Task: Rewrite every line of the records below, replacing "Highlight" with "Locate" wherever it appears and keeping everything else the same. Leave the pictures out.

---------- The input ----------

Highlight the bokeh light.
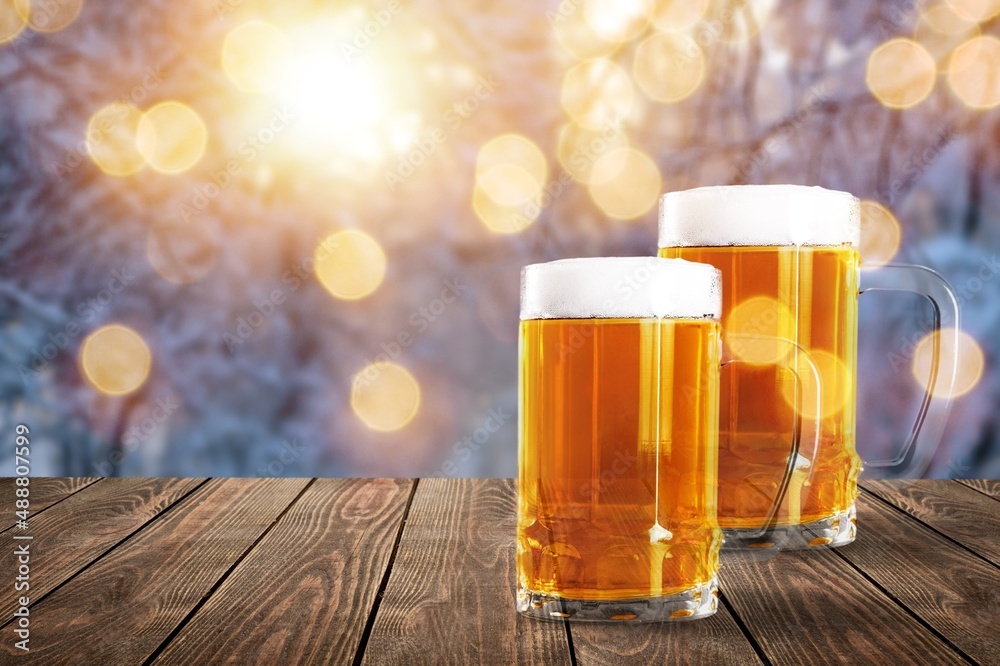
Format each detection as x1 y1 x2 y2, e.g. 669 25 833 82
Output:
222 21 291 93
632 33 705 102
945 0 1000 23
651 0 709 32
583 0 653 42
14 0 83 32
313 229 386 301
472 186 543 234
948 35 1000 109
858 199 903 268
913 328 986 398
476 134 548 205
561 58 635 129
588 148 663 220
781 349 854 419
146 220 219 284
79 324 153 395
0 0 28 44
865 38 937 109
556 123 629 185
136 100 208 174
86 102 146 176
722 296 795 364
351 362 420 432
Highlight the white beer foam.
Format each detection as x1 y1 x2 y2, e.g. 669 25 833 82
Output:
659 185 861 247
521 257 722 320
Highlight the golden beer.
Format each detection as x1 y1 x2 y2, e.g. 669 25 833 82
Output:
517 259 721 621
660 246 861 528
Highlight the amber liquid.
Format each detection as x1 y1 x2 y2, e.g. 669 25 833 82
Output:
660 246 861 528
517 319 721 600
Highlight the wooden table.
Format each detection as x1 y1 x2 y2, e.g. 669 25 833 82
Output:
0 478 1000 665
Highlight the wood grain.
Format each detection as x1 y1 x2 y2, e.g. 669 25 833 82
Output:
154 479 413 664
955 479 1000 500
363 479 570 665
571 604 762 666
0 476 99 531
0 479 203 623
0 479 308 666
834 486 1000 663
862 480 1000 566
721 546 966 666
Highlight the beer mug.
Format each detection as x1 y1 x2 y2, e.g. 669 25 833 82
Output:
659 185 958 548
517 257 812 622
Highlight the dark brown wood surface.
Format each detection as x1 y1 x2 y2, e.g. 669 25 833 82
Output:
0 479 1000 666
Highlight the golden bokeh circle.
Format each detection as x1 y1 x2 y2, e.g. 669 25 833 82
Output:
912 328 986 398
222 20 290 93
587 148 663 220
313 229 386 301
79 324 153 395
781 349 855 419
583 0 653 42
85 102 146 176
945 0 1000 23
0 0 28 44
948 35 1000 109
14 0 83 32
632 33 705 103
560 58 635 129
650 0 709 32
556 123 629 185
472 186 544 234
476 134 549 206
351 361 420 432
865 38 937 109
136 100 208 174
722 295 795 364
858 199 903 268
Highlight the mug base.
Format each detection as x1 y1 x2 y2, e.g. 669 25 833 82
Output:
517 577 719 623
722 502 857 550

----------

Solved problem:
Locate the bokeh light.
Format each detection as x1 y1 x2 y2, e.g. 669 25 833 82
Output:
222 21 291 93
632 33 705 102
945 0 1000 23
651 0 709 32
583 0 653 42
14 0 83 32
313 229 386 301
472 186 543 234
948 35 1000 109
858 199 903 268
913 328 986 398
476 134 548 205
561 58 635 129
588 148 663 220
781 349 854 419
146 220 219 284
79 324 153 395
0 0 28 44
865 38 937 109
556 123 629 185
136 100 208 174
86 102 146 176
722 296 795 364
351 362 420 432
Locate the white beer foam.
Format each detection as x1 y1 x2 y2, e.g. 669 25 833 82
Output:
659 185 861 247
521 257 722 320
Locate the golden beer.
Format each detection as x1 y1 x2 y2, e.g. 669 25 833 82
Output:
517 259 721 621
660 246 861 528
Locate the amber liquid.
Format each detection as x1 y1 x2 y2, e.g. 669 25 833 82
Output:
660 246 861 528
517 319 721 600
Locate the wooden table.
Format each detection as x1 y1 x2 y2, e.g. 669 25 833 82
Output:
0 478 1000 665
Locate the wood grain.
Format each detection as x1 y1 x2 y2, e.g. 669 25 833 82
Output:
154 479 413 664
955 479 1000 500
363 479 570 665
571 604 762 666
0 476 99 531
0 479 203 623
0 479 308 666
834 486 1000 663
862 480 1000 566
721 546 966 666
Locate the beer mug.
Format each detection as x1 y1 x2 y2, e.g. 669 25 833 82
Output:
659 185 958 548
517 257 812 622
Locate the dark brown wood surface.
Format each detection as x1 y1 x2 y2, e.g. 669 25 833 82
Output:
0 479 1000 666
Locate the golden bokeh circle.
Format each detection as x1 y1 x2 y2, e.g. 669 25 833 82
Output:
912 328 986 398
222 20 290 93
587 148 663 220
313 229 386 301
79 324 153 395
781 349 855 419
583 0 653 42
85 102 146 176
945 0 1000 23
0 0 28 44
948 35 1000 109
14 0 83 32
632 33 705 103
560 58 635 129
650 0 709 32
556 123 629 185
472 186 544 234
476 134 549 206
351 361 420 432
865 38 937 109
136 100 208 174
722 295 795 364
858 199 903 268
Locate the mug base.
Format each detection as x1 y1 x2 y2, e.g. 669 25 833 82
Output:
517 577 719 623
722 502 857 550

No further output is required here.